Wöchentliche Faktor-VIII-Prophylaxe im Handel |
Kerstin A. Gräfe |
31.07.2024 09:00 Uhr |
Kleinere Unfälle zählen zum Großwerden dazu. Bei Hämophilie-Patienten ist eine Prophylaxe von potenziellen Blutungen besonders wichtig. Seit Juli ist mit Altuvoct ein neues Präparat im Handel. / Foto: Getty Images/AJ_Watt
Hämophilie A ist eine genetisch bedingte Blutgerinnungsstörung. Ursächlich ist ein Mangel des Gerinnungsfaktors VIII, infolgedessen die Betroffenen eine erhöhte Blutungsneigung haben. Bei Patienten mit schwerer Ausprägung äußert sie sich in spontanen Blutungen, vor allem in den Gelenken und der Muskulatur. Die Standardbehandlung besteht in der Gabe von Faktor-VIII-Präparaten, um den fehlenden Blutgerinnungsfaktor zu ersetzen.

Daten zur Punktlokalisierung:
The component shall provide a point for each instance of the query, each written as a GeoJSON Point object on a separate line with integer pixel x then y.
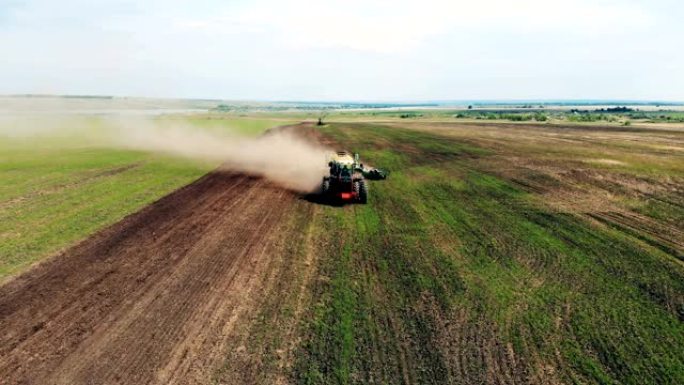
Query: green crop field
{"type": "Point", "coordinates": [499, 255]}
{"type": "Point", "coordinates": [493, 253]}
{"type": "Point", "coordinates": [57, 190]}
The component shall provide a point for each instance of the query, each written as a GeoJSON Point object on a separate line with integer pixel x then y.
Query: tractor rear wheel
{"type": "Point", "coordinates": [325, 187]}
{"type": "Point", "coordinates": [361, 191]}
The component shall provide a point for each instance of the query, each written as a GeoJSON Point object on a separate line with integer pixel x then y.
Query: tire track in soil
{"type": "Point", "coordinates": [151, 299]}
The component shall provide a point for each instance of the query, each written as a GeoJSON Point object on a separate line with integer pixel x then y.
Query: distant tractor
{"type": "Point", "coordinates": [346, 181]}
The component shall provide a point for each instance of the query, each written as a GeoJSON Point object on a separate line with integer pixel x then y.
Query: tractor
{"type": "Point", "coordinates": [346, 181]}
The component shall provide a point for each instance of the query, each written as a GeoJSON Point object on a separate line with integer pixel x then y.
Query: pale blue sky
{"type": "Point", "coordinates": [345, 50]}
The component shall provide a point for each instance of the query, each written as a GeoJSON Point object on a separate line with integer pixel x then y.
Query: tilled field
{"type": "Point", "coordinates": [151, 299]}
{"type": "Point", "coordinates": [492, 255]}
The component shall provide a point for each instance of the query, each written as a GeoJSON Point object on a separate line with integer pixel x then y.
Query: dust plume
{"type": "Point", "coordinates": [280, 156]}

Gelesenes anwenden:
1. Gib den Absatz, der mit „Hämophilie A ist eine genetisch bedingte“ beginnt, aus dem Artikel über Faktor-VIII-Prophylaxe als kurze Liste wieder und behalte dabei seine wichtigsten Fakten.
2. Beantworte anhand des Artikels über Faktor-VIII-Prophylaxe kurz:
(a) Seit wann ist Altuvoct im Handel?
(b) Der Mangel welches Gerinnungsfaktors ist die Ursache von Hämophilie A?
(c) Wo treten spontane Blutungen bei schwerer Ausprägung vor allem auf?
3. Gib aus dem Artikel über Faktor-VIII-Prophylaxe den Abschnitt wortgetreu aus, beginnend bei „Wöchentliche Faktor-VIII-Prophylaxe im“ und endend bei „Blutgerinnungsfaktor zu ersetzen.“.
Die Zeilen stehen in keinem Zusammenhang mit dem Artikel.

Lösungen:
1.
- Hämophilie A ist eine genetisch bedingte Blutgerinnungsstörung.
- Ursache ist ein Mangel des Gerinnungsfaktors VIII, der zu erhöhter Blutungsneigung führt.
- Bei schwerer Ausprägung kommt es zu spontanen Blutungen, vor allem in Gelenken und Muskulatur.
- Standardbehandlung: Faktor-VIII-Präparate ersetzen den fehlenden Gerinnungsfaktor.

2.
(a) Seit Juli.
(b) Des Gerinnungsfaktors VIII.
(c) In den Gelenken und der Muskulatur.

3.
Wöchentliche Faktor-VIII-Prophylaxe im Handel |
Kerstin A. Gräfe |
31.07.2024 09:00 Uhr |
Kleinere Unfälle zählen zum Großwerden dazu. Bei Hämophilie-Patienten ist eine Prophylaxe von potenziellen Blutungen besonders wichtig. Seit Juli ist mit Altuvoct ein neues Präparat im Handel. / Foto: Getty Images/AJ_Watt
Hämophilie A ist eine genetisch bedingte Blutgerinnungsstörung. Ursächlich ist ein Mangel des Gerinnungsfaktors VIII, infolgedessen die Betroffenen eine erhöhte Blutungsneigung haben. Bei Patienten mit schwerer Ausprägung äußert sie sich in spontanen Blutungen, vor allem in den Gelenken und der Muskulatur. Die Standardbehandlung besteht in der Gabe von Faktor-VIII-Präparaten, um den fehlenden Blutgerinnungsfaktor zu ersetzen.